Task to carry out:
In the BMW infotainment text below, what three things can drivers do with midair swipes?

Text passage:

BMW: "... direct the infotainment system like a symphony"

According to Popular Science Mag, BMW is unveiling a new system to control the infotainment system.

“With various midair swipes, drivers can adjust volume, answer phone calls, or activate navigation”.

Also, “to boost interior atmospherics, BMW … hundreds of LEDs in the moon roof”

How silly can car manufacturers get? This is a new low.

Yep, I’ve always said…especially about vehicles…
’‘TECHNOLOGY…just because you COULD, does not mean that you SHOULD.’’

All this crap in these cars these days is soon…VERY soon…going be a whole new legal issue for which there is no precedent.
’’ but officer’’ ;
…’’.the CAR did it.’’
’’ it came with the car , I’m supposed to do it.’'
and more .

When my mom bought herself a BMW I muttered about the i-Drive, which despite being much better than the first generation, I still think is one of the dumbest control schemes for a car ever because you have to stare at a screen while spinning a little wheel that’s very sensitive, so you can easily go past whatever you were trying to hit.

Records provided:
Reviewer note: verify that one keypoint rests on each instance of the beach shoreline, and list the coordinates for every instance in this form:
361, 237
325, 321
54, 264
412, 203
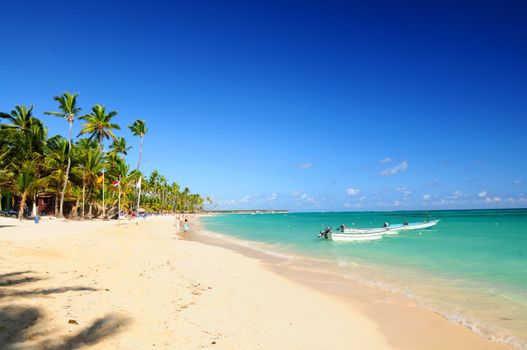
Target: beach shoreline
124, 285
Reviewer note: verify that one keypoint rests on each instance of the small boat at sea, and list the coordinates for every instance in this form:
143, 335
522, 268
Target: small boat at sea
328, 233
368, 234
421, 225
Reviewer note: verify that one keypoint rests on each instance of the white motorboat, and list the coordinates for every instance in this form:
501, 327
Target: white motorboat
363, 230
411, 226
349, 237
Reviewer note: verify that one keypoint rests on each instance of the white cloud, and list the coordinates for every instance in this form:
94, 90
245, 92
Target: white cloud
245, 199
404, 190
456, 195
396, 169
492, 200
273, 197
352, 191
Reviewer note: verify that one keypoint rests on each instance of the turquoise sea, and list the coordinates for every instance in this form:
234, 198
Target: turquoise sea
471, 267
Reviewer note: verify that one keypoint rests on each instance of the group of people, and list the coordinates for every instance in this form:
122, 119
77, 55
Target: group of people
185, 225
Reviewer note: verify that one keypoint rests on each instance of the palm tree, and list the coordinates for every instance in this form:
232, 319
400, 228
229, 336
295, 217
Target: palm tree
56, 164
26, 183
68, 110
99, 125
139, 128
119, 146
21, 118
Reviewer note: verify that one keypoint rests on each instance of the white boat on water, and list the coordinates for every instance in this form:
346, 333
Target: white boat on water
363, 230
368, 234
349, 237
352, 236
394, 229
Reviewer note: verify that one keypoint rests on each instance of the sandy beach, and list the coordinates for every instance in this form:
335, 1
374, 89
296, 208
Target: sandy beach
135, 285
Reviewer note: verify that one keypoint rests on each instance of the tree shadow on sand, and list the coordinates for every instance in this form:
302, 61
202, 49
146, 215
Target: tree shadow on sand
22, 325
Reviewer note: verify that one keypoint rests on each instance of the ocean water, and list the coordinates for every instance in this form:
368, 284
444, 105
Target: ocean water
471, 267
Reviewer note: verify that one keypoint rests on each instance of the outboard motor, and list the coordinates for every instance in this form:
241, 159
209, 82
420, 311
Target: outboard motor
325, 233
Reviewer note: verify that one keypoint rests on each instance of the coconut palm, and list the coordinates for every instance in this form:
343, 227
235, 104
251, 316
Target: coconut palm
68, 110
139, 128
56, 164
119, 146
21, 118
26, 183
99, 125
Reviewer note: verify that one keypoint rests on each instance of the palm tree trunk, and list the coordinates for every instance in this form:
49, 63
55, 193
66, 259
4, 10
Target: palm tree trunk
56, 203
140, 153
22, 206
83, 197
90, 194
61, 208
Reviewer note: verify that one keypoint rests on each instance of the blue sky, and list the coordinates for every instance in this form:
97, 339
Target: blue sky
307, 106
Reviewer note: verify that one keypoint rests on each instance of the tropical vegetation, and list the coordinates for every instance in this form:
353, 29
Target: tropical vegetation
71, 170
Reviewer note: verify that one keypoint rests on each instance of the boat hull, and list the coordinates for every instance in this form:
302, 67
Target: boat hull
350, 237
364, 230
412, 226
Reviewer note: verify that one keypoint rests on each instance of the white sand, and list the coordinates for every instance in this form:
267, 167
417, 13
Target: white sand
128, 286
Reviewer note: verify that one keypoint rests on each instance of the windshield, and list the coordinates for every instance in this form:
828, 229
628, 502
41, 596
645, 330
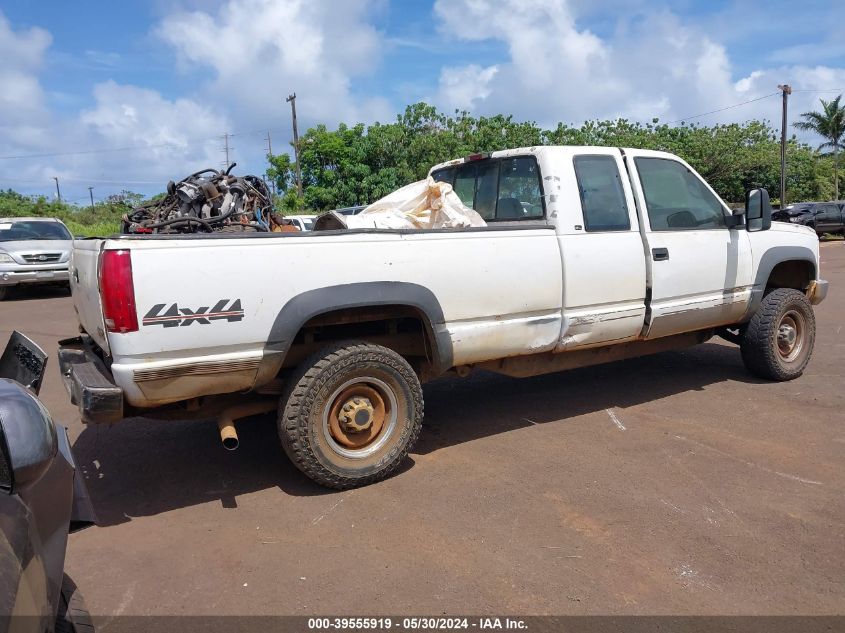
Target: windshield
32, 230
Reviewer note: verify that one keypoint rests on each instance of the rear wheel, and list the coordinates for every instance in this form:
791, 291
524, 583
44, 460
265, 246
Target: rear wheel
350, 414
778, 341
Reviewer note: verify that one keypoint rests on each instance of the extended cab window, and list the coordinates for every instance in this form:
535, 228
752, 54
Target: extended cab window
677, 199
602, 196
499, 189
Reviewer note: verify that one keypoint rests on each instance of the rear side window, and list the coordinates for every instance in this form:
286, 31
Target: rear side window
499, 189
677, 199
602, 196
444, 175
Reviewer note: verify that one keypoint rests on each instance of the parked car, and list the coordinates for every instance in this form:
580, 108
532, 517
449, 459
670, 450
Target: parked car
302, 222
589, 255
822, 217
42, 499
33, 251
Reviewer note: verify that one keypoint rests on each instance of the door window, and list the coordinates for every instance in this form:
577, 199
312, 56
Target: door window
602, 196
519, 196
677, 199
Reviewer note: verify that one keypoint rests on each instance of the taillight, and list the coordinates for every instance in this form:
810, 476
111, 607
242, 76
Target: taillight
117, 292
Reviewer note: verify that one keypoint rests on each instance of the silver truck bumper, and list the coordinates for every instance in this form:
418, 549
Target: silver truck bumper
817, 291
15, 277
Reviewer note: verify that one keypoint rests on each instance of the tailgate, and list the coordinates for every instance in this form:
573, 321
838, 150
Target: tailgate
85, 285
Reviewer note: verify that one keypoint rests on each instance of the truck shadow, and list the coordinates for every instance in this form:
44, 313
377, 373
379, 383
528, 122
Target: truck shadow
144, 467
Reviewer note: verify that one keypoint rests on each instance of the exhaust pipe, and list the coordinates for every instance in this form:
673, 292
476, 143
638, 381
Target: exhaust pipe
226, 421
228, 434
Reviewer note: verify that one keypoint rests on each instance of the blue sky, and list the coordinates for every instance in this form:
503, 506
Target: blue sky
168, 78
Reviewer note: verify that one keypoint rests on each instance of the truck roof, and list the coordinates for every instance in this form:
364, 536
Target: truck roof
537, 150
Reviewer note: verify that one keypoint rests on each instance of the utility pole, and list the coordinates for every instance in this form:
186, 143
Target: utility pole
226, 149
787, 90
269, 144
292, 100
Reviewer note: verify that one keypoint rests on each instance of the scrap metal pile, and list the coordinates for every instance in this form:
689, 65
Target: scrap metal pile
205, 202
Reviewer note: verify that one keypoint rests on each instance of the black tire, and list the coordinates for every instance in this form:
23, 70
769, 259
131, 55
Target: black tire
72, 616
326, 396
778, 341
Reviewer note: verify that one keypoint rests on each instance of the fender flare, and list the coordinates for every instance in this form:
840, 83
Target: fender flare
307, 305
771, 258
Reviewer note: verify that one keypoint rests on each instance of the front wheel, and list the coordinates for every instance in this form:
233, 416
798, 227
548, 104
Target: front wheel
778, 341
350, 414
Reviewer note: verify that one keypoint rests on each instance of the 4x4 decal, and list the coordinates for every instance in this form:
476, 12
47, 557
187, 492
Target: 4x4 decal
175, 316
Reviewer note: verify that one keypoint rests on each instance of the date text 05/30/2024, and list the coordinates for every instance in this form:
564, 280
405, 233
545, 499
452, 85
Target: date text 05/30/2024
416, 623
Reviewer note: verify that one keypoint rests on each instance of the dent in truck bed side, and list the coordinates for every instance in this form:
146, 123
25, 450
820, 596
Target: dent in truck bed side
303, 307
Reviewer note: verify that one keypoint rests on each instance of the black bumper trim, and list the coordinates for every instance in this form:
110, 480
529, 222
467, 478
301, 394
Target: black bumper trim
89, 383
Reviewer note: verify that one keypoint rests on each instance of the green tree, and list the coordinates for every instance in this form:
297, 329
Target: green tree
829, 124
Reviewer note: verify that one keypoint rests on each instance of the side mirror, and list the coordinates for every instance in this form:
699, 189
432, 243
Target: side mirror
758, 210
28, 441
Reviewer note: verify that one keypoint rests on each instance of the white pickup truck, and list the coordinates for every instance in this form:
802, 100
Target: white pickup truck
590, 254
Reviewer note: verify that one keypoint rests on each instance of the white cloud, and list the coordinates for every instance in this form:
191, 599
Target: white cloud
21, 98
653, 64
260, 51
167, 134
461, 87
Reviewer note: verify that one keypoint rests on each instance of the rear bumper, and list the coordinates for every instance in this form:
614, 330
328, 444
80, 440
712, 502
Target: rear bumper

Solved exercise:
Adjust volume, answer phone calls, or activate navigation.